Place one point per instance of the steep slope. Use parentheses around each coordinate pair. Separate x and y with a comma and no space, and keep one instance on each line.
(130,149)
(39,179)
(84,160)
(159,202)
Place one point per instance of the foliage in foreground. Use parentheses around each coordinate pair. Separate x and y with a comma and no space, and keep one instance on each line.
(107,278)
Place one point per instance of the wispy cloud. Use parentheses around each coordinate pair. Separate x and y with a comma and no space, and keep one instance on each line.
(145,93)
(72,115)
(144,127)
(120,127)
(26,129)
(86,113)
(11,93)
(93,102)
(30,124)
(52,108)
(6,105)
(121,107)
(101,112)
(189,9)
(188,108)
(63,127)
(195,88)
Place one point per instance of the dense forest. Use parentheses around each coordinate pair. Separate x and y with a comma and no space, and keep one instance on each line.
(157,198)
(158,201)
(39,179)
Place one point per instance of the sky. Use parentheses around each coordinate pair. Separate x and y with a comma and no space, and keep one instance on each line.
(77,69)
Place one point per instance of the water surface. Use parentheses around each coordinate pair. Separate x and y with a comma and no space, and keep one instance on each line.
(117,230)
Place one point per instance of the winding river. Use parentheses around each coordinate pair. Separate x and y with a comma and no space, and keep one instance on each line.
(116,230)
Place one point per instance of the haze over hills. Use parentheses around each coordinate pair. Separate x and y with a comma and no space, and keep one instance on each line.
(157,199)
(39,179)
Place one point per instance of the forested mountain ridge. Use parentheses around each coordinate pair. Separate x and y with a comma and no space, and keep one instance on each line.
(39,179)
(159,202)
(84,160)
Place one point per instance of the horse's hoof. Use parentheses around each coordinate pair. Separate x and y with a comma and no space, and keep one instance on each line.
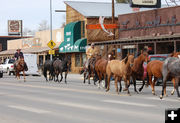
(107,90)
(125,89)
(140,89)
(154,94)
(161,96)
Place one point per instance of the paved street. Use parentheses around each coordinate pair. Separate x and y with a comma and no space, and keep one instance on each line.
(38,101)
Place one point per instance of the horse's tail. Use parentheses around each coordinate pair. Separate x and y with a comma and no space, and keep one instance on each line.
(82,71)
(147,76)
(44,72)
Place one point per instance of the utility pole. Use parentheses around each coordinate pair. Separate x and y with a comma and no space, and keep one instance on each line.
(51,24)
(113,20)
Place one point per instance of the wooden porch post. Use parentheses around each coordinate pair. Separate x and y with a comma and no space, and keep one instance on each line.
(174,46)
(155,48)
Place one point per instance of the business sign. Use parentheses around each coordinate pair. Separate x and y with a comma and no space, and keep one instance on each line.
(14,27)
(51,44)
(52,52)
(128,47)
(145,3)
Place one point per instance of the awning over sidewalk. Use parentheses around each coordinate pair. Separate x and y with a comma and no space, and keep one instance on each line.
(27,50)
(79,46)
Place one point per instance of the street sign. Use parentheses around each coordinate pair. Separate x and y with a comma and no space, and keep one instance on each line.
(52,52)
(51,44)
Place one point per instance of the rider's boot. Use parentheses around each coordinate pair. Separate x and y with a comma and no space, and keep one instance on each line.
(25,67)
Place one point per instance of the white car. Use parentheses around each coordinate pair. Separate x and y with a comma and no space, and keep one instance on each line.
(8,66)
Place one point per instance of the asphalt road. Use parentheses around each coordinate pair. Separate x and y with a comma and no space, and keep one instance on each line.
(38,101)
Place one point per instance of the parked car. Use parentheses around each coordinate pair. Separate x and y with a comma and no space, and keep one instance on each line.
(1,71)
(160,57)
(8,66)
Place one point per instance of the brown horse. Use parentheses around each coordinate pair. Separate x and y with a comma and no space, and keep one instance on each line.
(154,68)
(138,69)
(120,69)
(90,71)
(20,67)
(100,68)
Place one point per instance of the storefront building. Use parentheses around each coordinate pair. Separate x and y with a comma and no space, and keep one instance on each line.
(157,29)
(81,15)
(35,45)
(74,45)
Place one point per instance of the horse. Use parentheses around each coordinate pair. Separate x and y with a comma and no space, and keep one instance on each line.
(60,67)
(90,70)
(48,66)
(18,67)
(100,68)
(138,69)
(171,69)
(154,68)
(120,69)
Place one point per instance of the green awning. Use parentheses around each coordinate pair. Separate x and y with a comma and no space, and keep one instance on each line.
(72,32)
(80,45)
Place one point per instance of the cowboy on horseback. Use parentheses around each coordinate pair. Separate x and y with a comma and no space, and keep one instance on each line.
(19,55)
(91,53)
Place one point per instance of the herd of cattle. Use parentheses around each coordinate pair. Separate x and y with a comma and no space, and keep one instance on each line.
(128,69)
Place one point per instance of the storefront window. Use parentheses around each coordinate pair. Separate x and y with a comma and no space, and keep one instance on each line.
(77,60)
(83,59)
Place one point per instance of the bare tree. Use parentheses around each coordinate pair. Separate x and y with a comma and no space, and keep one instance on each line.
(43,25)
(28,32)
(63,25)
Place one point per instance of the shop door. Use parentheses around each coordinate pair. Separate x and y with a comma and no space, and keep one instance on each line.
(126,51)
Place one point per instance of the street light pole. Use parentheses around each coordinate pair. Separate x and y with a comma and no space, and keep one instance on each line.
(51,24)
(113,20)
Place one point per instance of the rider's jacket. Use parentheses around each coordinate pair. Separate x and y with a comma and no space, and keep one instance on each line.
(18,55)
(92,52)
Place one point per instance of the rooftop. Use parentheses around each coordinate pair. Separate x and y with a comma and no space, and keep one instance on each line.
(96,9)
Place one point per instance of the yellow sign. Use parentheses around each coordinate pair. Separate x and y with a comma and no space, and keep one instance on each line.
(51,51)
(51,44)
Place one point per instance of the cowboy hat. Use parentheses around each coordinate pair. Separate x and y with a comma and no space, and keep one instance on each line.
(18,49)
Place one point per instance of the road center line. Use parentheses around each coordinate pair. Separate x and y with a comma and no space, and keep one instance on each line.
(30,109)
(129,103)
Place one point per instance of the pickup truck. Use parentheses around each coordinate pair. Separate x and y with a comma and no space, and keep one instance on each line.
(8,66)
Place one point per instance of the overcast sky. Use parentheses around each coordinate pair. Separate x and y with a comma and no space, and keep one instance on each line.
(33,12)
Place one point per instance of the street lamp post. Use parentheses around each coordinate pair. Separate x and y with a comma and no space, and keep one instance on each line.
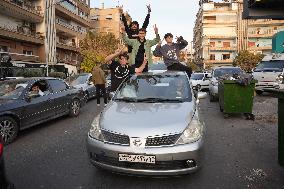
(50,32)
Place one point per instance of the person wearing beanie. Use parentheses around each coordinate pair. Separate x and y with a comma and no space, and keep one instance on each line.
(133,29)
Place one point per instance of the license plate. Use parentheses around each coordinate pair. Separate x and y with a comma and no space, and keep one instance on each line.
(137,158)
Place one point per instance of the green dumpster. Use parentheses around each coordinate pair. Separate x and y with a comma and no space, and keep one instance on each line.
(280,95)
(236,98)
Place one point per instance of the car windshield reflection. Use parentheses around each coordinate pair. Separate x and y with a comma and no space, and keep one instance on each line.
(12,89)
(77,79)
(155,88)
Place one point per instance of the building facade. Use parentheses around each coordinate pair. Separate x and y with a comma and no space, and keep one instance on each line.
(107,20)
(220,33)
(22,29)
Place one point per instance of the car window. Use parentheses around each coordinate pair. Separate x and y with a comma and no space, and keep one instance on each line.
(170,87)
(57,85)
(77,79)
(224,71)
(12,89)
(277,65)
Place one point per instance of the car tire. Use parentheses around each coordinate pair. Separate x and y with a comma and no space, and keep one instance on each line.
(259,92)
(75,107)
(9,129)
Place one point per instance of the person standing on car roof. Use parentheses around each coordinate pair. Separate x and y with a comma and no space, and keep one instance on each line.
(170,53)
(120,70)
(99,80)
(133,29)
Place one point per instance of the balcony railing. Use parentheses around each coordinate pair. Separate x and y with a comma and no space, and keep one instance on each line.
(70,26)
(27,5)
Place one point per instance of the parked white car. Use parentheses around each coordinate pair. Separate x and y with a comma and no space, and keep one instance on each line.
(200,81)
(269,73)
(218,72)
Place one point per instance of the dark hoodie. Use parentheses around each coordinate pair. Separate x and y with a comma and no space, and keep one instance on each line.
(130,32)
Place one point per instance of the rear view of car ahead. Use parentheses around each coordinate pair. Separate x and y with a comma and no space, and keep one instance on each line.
(31,101)
(269,73)
(216,74)
(150,127)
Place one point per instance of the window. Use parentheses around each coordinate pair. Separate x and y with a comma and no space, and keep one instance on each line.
(226,56)
(57,85)
(226,44)
(212,56)
(27,52)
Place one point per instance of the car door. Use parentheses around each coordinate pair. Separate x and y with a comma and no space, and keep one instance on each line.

^^^^

### What is expected
Write out once more the lines above beginning at the line with "Place one point per instance of the parked white"; continue through the final line and stop there.

### Solution below
Place one point per instance of the parked white car. Use parentheses around each coordinate pair. Separate x and y with a comma and no space, and keep one instance on each line.
(200,81)
(269,73)
(218,72)
Place one point per instance of the dark hoodie. Use parentheses around each coordinate pair. Separate x and y with a comma and no space, and keep one instance on each line.
(130,32)
Place one point per instance of the rear view of car ahead. Use parentheses around each coordinate pair. Separate x and y with a comma and no space, and keep one instance on each line.
(31,101)
(269,73)
(216,74)
(150,127)
Place one point per instance of the window. Use parentheses around each coordinate pair. Separate x and y with a comma and no space, and keep one instance on each line.
(226,56)
(57,85)
(226,44)
(212,56)
(27,52)
Place one point per instance of the car door. Use parentheses around each coordinate pair. Separate x and y with a comma and no space, and keep one instance on each line.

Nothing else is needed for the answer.